● Work required
Nothing but an exact copy is asked for: the lines in the material below from the one with "Target: vintage car" through the one with "Target: flattened cardboard", pictures excluded.

• • •

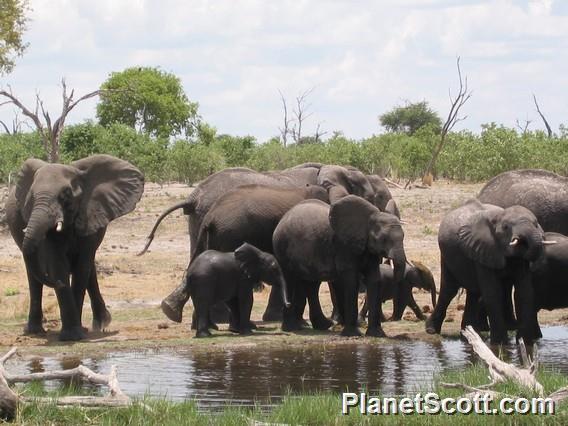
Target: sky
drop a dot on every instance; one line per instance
(360, 57)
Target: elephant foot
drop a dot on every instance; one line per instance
(351, 331)
(172, 310)
(34, 329)
(72, 334)
(272, 315)
(203, 333)
(375, 332)
(321, 323)
(100, 324)
(432, 328)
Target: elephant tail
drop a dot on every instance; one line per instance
(186, 205)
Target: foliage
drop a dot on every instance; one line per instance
(13, 23)
(410, 117)
(147, 99)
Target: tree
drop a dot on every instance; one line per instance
(456, 104)
(50, 131)
(149, 100)
(410, 117)
(12, 26)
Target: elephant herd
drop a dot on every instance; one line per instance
(294, 229)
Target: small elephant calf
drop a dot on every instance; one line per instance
(416, 275)
(216, 276)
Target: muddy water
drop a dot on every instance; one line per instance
(250, 373)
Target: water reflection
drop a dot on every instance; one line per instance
(254, 373)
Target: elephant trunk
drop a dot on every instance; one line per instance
(398, 258)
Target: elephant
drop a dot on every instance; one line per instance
(230, 277)
(484, 248)
(57, 215)
(416, 275)
(315, 242)
(250, 214)
(542, 192)
(338, 181)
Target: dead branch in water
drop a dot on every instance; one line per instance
(9, 400)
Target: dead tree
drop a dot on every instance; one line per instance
(453, 118)
(301, 114)
(285, 129)
(9, 400)
(50, 131)
(548, 129)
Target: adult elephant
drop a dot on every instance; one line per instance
(484, 248)
(57, 215)
(338, 181)
(315, 242)
(249, 214)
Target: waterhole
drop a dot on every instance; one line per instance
(252, 374)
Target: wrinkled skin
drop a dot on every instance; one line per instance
(216, 276)
(315, 242)
(416, 275)
(338, 181)
(250, 214)
(57, 215)
(484, 248)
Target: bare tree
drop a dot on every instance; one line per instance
(301, 114)
(50, 131)
(453, 118)
(285, 129)
(548, 129)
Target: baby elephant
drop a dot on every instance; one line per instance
(416, 275)
(216, 276)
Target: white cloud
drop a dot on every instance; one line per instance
(362, 57)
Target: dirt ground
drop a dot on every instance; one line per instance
(134, 286)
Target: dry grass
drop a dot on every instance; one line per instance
(134, 286)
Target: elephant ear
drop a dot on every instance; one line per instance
(111, 188)
(25, 180)
(349, 218)
(249, 261)
(478, 241)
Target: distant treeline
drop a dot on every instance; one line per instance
(467, 156)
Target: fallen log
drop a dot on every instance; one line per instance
(9, 400)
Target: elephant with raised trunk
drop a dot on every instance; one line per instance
(216, 276)
(249, 214)
(57, 215)
(485, 248)
(315, 242)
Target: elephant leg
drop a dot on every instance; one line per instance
(35, 316)
(448, 290)
(491, 293)
(172, 305)
(101, 315)
(273, 311)
(70, 323)
(350, 293)
(317, 318)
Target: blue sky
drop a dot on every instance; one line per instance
(362, 57)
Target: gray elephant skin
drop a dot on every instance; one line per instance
(338, 181)
(484, 248)
(416, 275)
(57, 215)
(542, 192)
(250, 214)
(315, 242)
(230, 277)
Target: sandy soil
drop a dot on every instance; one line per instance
(134, 286)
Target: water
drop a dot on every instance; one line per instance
(250, 373)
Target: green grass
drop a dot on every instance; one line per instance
(305, 409)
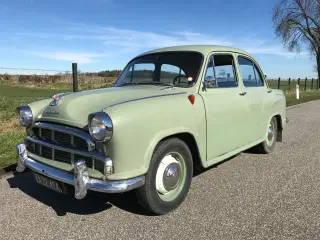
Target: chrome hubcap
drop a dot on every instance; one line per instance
(168, 174)
(171, 176)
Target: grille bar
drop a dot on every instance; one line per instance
(94, 160)
(64, 136)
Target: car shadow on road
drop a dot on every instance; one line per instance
(93, 203)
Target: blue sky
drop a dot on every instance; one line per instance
(106, 34)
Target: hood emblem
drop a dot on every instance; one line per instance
(57, 98)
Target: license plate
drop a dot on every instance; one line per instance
(48, 182)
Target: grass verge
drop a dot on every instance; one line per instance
(12, 95)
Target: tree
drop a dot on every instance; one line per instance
(297, 22)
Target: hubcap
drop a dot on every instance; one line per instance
(168, 175)
(171, 176)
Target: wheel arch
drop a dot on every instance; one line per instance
(279, 124)
(191, 142)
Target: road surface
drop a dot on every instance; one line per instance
(251, 196)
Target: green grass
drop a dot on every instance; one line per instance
(12, 95)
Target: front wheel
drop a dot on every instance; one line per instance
(169, 177)
(268, 145)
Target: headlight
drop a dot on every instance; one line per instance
(100, 126)
(24, 115)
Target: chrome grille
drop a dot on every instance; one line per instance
(64, 144)
(58, 155)
(61, 138)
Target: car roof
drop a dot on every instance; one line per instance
(204, 49)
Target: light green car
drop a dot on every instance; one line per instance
(171, 111)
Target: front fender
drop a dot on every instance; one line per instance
(140, 125)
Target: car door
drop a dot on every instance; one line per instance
(256, 92)
(226, 108)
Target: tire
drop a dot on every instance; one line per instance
(173, 154)
(268, 145)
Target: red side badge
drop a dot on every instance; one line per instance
(192, 98)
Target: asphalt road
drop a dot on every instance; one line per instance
(251, 196)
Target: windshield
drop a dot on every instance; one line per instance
(179, 69)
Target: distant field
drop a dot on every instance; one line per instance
(284, 84)
(12, 94)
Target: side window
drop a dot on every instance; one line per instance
(169, 73)
(220, 72)
(140, 72)
(224, 70)
(249, 72)
(209, 78)
(258, 76)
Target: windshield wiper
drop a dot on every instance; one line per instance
(160, 83)
(128, 83)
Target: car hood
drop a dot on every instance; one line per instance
(73, 108)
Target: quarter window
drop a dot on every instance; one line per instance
(140, 73)
(173, 74)
(251, 76)
(220, 72)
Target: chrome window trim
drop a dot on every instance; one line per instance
(72, 131)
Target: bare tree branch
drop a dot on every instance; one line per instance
(297, 22)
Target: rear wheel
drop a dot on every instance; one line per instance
(268, 145)
(169, 177)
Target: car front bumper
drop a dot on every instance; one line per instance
(79, 179)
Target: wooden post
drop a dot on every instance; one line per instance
(75, 77)
(305, 84)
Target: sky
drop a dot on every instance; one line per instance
(106, 34)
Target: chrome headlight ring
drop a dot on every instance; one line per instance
(25, 116)
(100, 126)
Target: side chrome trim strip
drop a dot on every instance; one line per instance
(95, 155)
(93, 184)
(143, 98)
(69, 130)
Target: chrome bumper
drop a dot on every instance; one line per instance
(73, 179)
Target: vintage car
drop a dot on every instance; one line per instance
(171, 111)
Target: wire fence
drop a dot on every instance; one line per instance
(44, 76)
(41, 76)
(305, 84)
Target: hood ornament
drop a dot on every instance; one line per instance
(57, 98)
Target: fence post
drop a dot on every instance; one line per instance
(75, 77)
(305, 84)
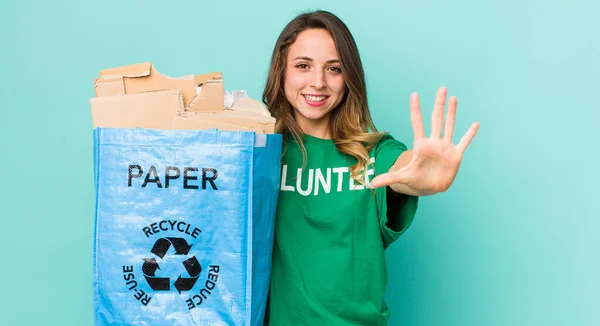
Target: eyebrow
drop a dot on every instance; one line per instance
(310, 59)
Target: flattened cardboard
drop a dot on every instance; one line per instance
(137, 96)
(152, 110)
(143, 77)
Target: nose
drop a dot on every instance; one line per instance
(318, 79)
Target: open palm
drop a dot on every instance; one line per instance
(435, 160)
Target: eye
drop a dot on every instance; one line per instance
(336, 69)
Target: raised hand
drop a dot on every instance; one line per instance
(435, 160)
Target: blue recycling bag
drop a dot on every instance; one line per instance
(184, 226)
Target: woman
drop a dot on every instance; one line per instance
(347, 191)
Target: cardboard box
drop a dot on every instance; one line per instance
(138, 96)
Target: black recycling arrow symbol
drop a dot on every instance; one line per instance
(193, 267)
(162, 245)
(156, 283)
(187, 283)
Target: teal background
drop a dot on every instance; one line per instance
(513, 242)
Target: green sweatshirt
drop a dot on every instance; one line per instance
(330, 235)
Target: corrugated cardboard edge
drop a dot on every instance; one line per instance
(152, 110)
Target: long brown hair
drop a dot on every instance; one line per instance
(351, 127)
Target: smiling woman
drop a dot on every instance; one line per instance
(328, 261)
(314, 82)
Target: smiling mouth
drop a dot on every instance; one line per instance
(314, 98)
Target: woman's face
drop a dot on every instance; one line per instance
(313, 81)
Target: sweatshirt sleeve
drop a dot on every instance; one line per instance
(396, 211)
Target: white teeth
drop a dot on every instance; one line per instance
(315, 98)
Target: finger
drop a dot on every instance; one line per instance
(388, 179)
(437, 116)
(468, 137)
(415, 116)
(450, 116)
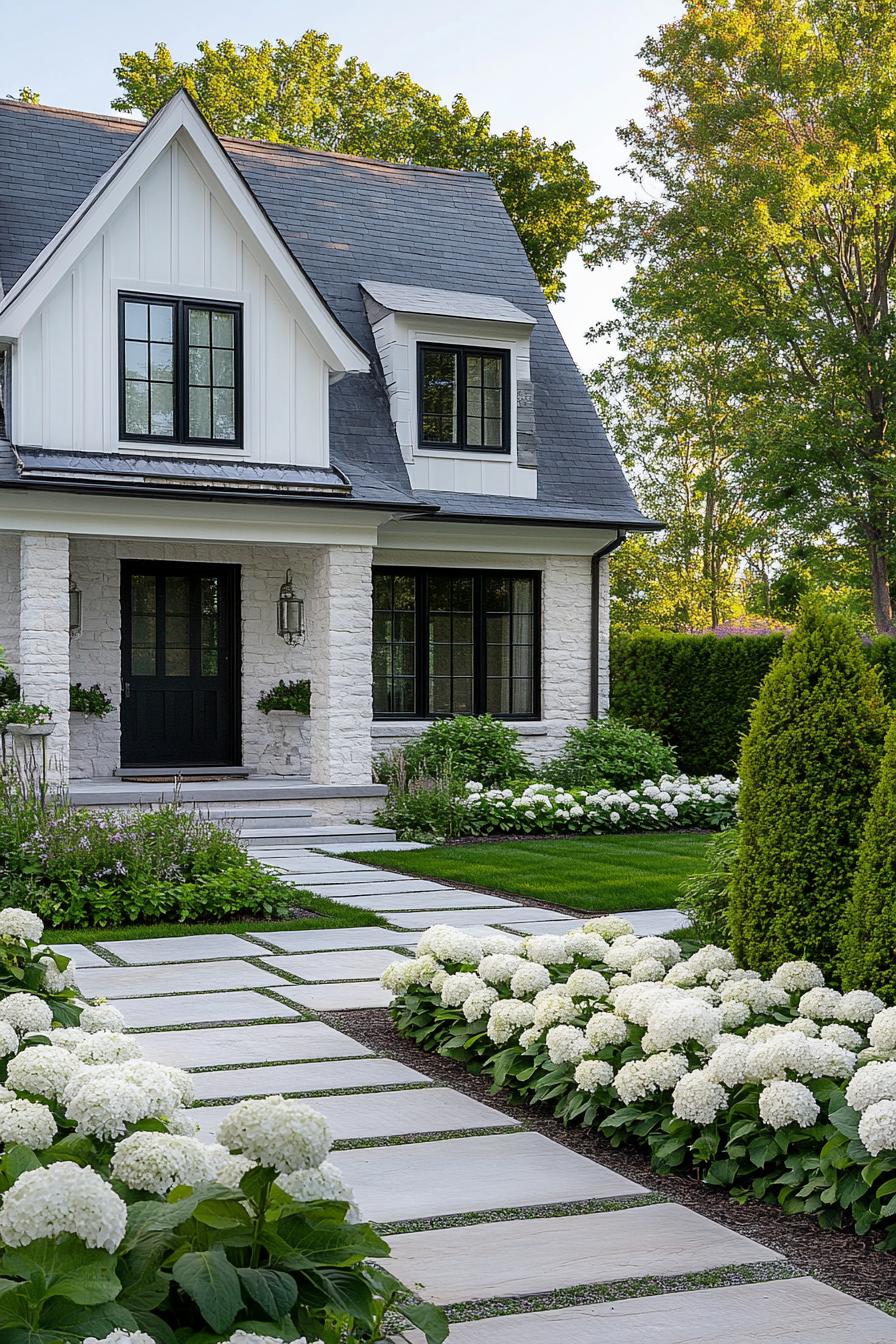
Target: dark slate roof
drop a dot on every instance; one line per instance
(351, 219)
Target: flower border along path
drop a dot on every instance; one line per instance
(515, 1278)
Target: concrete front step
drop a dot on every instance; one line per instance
(258, 790)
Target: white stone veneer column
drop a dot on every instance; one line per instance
(340, 635)
(43, 637)
(566, 637)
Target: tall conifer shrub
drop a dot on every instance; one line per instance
(869, 928)
(808, 768)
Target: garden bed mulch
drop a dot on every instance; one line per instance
(845, 1261)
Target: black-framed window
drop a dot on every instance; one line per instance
(180, 371)
(464, 398)
(456, 641)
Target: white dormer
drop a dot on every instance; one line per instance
(457, 371)
(168, 317)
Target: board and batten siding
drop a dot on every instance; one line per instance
(172, 235)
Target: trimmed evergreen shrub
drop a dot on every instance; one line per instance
(609, 753)
(695, 691)
(808, 769)
(869, 928)
(704, 898)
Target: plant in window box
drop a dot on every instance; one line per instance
(286, 696)
(92, 700)
(30, 721)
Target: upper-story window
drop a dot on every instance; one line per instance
(464, 398)
(180, 371)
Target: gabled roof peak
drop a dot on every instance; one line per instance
(124, 122)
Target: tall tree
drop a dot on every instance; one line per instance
(304, 93)
(771, 135)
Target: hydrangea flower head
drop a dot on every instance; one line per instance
(276, 1132)
(62, 1198)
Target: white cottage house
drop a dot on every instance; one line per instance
(239, 376)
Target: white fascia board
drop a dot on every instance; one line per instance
(179, 114)
(184, 520)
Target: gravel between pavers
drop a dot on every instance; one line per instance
(848, 1262)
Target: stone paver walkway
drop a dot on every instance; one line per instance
(239, 1012)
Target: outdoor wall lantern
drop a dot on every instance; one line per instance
(74, 609)
(290, 613)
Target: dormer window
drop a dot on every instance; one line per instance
(464, 398)
(180, 371)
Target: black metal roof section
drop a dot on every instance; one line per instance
(242, 477)
(348, 221)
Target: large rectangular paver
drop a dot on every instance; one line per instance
(353, 964)
(188, 1010)
(542, 926)
(335, 1075)
(269, 1043)
(336, 940)
(190, 948)
(348, 887)
(790, 1311)
(652, 922)
(464, 1175)
(190, 977)
(78, 954)
(371, 878)
(422, 1110)
(461, 918)
(343, 995)
(536, 1255)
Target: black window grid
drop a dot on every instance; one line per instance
(180, 309)
(465, 359)
(521, 683)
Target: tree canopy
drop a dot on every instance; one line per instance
(766, 213)
(304, 93)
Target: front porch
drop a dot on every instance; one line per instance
(184, 682)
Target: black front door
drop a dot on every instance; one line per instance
(179, 665)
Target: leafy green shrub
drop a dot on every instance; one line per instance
(869, 926)
(704, 898)
(482, 749)
(808, 768)
(609, 753)
(89, 700)
(286, 695)
(422, 809)
(692, 690)
(77, 866)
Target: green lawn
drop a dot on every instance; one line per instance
(327, 914)
(590, 872)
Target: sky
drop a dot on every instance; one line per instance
(567, 69)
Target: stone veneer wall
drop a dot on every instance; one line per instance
(566, 643)
(276, 746)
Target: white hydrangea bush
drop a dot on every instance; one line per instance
(654, 805)
(747, 1078)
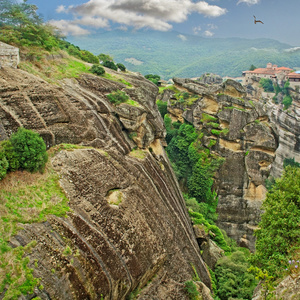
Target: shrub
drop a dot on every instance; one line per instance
(11, 155)
(153, 78)
(162, 107)
(98, 70)
(30, 149)
(278, 236)
(117, 97)
(110, 65)
(3, 165)
(121, 67)
(191, 290)
(233, 280)
(287, 101)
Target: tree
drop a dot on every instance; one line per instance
(30, 149)
(110, 65)
(104, 57)
(266, 84)
(233, 279)
(3, 165)
(279, 233)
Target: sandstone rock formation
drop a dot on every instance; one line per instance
(129, 228)
(243, 135)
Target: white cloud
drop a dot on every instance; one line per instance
(68, 27)
(196, 30)
(292, 49)
(249, 2)
(154, 14)
(208, 33)
(182, 37)
(61, 9)
(92, 21)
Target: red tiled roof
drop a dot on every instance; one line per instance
(268, 71)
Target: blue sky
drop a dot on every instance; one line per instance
(210, 18)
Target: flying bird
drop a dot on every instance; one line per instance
(257, 21)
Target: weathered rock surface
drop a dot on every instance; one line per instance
(243, 135)
(287, 289)
(288, 129)
(128, 224)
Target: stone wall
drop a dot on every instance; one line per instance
(9, 56)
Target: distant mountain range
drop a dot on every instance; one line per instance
(171, 54)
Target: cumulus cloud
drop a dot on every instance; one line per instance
(249, 2)
(196, 30)
(154, 14)
(68, 27)
(182, 37)
(61, 9)
(291, 50)
(208, 33)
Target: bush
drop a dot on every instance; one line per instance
(110, 65)
(287, 101)
(30, 149)
(233, 279)
(117, 97)
(11, 155)
(153, 78)
(98, 70)
(191, 290)
(278, 236)
(3, 165)
(121, 67)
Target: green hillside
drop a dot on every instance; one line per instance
(166, 54)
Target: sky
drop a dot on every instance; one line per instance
(210, 18)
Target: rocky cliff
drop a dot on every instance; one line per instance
(237, 127)
(128, 228)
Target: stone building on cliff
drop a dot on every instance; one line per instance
(272, 72)
(9, 56)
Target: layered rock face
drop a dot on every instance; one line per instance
(239, 130)
(288, 129)
(128, 224)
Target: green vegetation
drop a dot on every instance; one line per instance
(191, 290)
(98, 70)
(30, 150)
(193, 164)
(206, 118)
(266, 84)
(121, 67)
(226, 57)
(117, 97)
(233, 279)
(25, 198)
(24, 150)
(104, 57)
(153, 78)
(110, 65)
(162, 107)
(278, 238)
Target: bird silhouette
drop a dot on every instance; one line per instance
(257, 21)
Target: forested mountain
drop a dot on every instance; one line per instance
(170, 54)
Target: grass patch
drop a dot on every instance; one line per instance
(116, 79)
(138, 153)
(25, 198)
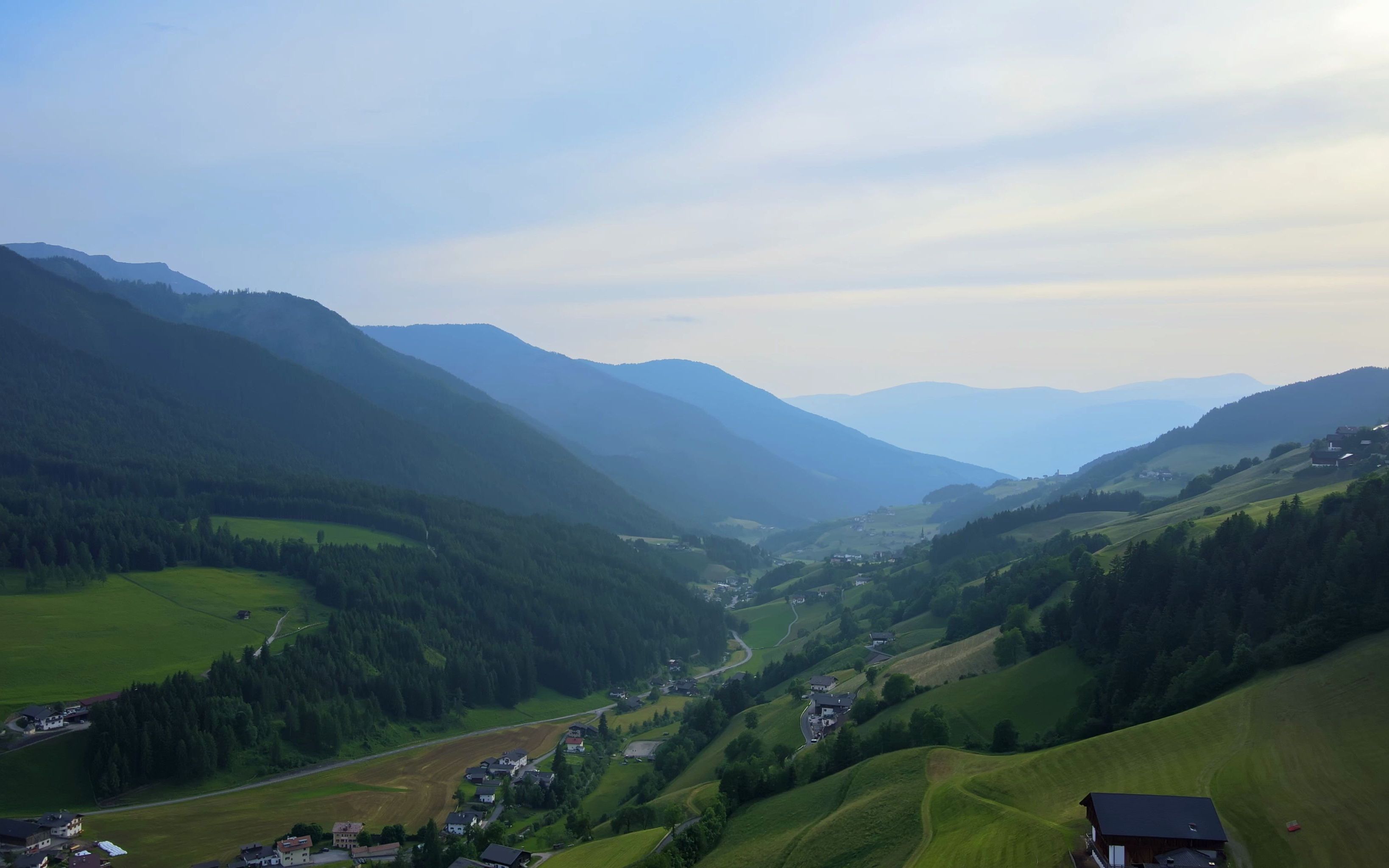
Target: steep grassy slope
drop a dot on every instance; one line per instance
(1035, 695)
(1303, 743)
(142, 626)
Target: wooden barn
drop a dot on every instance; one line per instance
(1137, 829)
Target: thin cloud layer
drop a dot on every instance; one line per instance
(848, 198)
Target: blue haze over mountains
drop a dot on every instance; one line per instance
(1030, 431)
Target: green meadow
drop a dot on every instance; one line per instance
(1035, 695)
(609, 852)
(307, 531)
(66, 645)
(1303, 743)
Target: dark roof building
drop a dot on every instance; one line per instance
(1130, 828)
(496, 856)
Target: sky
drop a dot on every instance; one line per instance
(813, 196)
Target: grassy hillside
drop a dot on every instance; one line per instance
(1303, 743)
(141, 626)
(610, 852)
(406, 788)
(307, 531)
(867, 816)
(1035, 695)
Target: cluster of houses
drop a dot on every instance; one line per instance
(1350, 445)
(39, 841)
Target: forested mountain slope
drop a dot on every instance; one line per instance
(345, 434)
(885, 473)
(393, 420)
(667, 452)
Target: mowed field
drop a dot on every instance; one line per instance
(1035, 695)
(766, 624)
(407, 788)
(610, 852)
(307, 531)
(1303, 743)
(137, 627)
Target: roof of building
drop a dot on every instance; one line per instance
(1184, 859)
(506, 856)
(1142, 816)
(374, 851)
(290, 845)
(19, 828)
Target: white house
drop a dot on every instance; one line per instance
(61, 824)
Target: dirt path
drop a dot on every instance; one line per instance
(789, 626)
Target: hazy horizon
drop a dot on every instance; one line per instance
(814, 198)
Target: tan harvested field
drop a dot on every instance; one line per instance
(406, 788)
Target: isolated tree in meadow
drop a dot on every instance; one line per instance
(1007, 648)
(1005, 737)
(673, 817)
(1017, 617)
(898, 688)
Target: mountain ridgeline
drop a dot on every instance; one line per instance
(315, 391)
(702, 448)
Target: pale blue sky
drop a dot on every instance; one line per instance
(816, 196)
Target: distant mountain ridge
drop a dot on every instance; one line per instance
(337, 402)
(114, 270)
(673, 453)
(892, 474)
(1028, 431)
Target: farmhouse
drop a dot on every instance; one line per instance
(63, 824)
(823, 684)
(23, 834)
(1130, 828)
(379, 853)
(42, 717)
(496, 856)
(830, 704)
(345, 834)
(295, 851)
(259, 854)
(457, 823)
(514, 762)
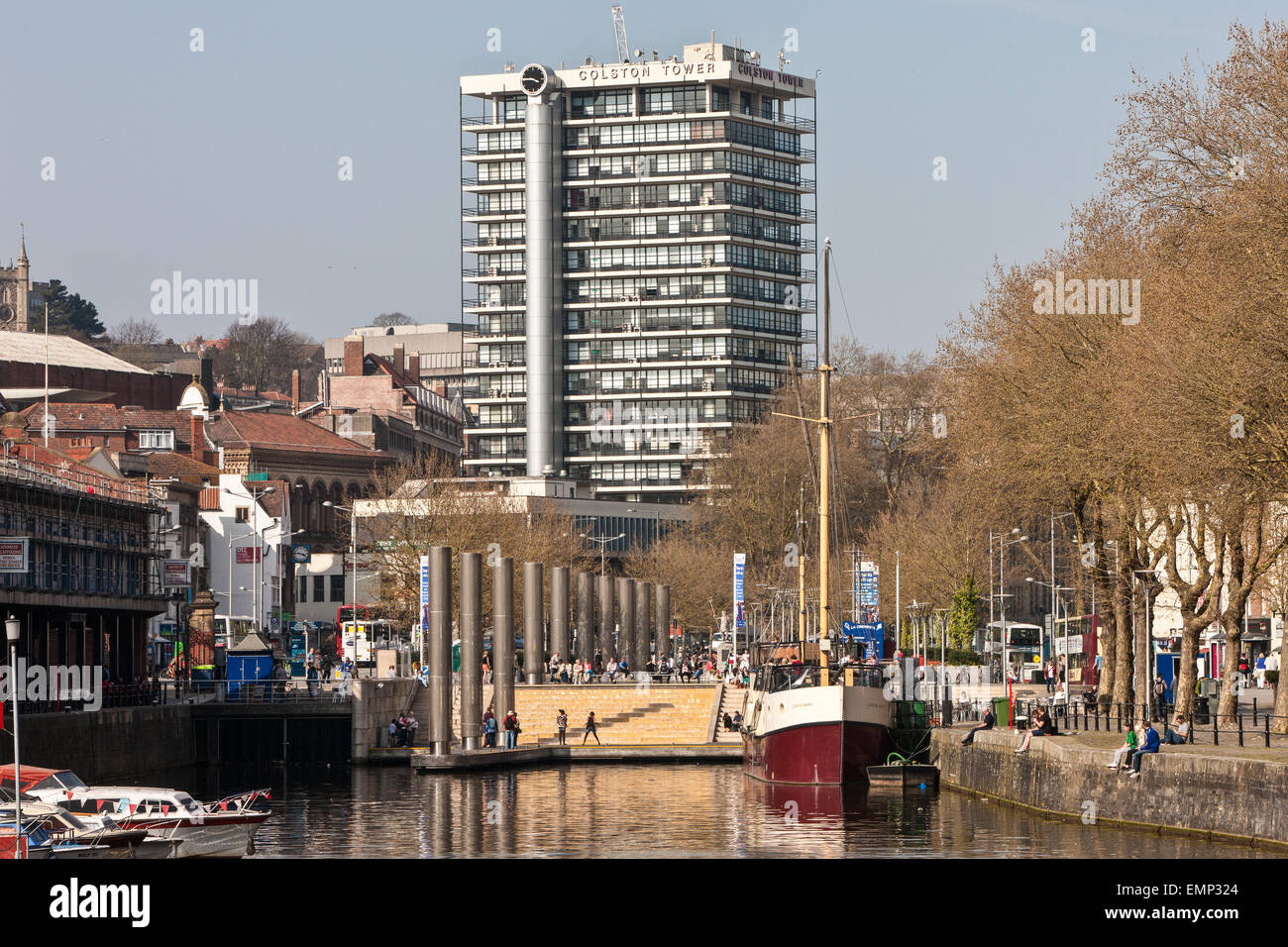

• • •

● Output of the task
Target: vintage car
drop a dot on every instance; one line per instance
(171, 111)
Target: wire fence
drop a dot on every instance; one line per instance
(44, 76)
(41, 76)
(305, 84)
Target: hood ornament
drop a dot on every instance; one line per instance
(57, 98)
Target: fence post
drop a dot on every instance; one line per instance
(75, 77)
(305, 84)
Target: eyebrow
drop a dot on every instance; one line per instance
(310, 59)
Target: flattened cardboard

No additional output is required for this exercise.